*To be done:* Update the material below, swapping "rocky outcrop" for "stone ledge" and keeping every other part the same.

*Given records:*

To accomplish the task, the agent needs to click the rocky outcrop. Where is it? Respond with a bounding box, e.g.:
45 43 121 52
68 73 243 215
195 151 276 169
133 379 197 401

*Written solution:*
To accomplish the task, the agent needs to click the stone ledge. Where is it? Respond with a bounding box, e.g.:
45 43 121 52
68 73 243 215
195 151 276 169
133 379 197 401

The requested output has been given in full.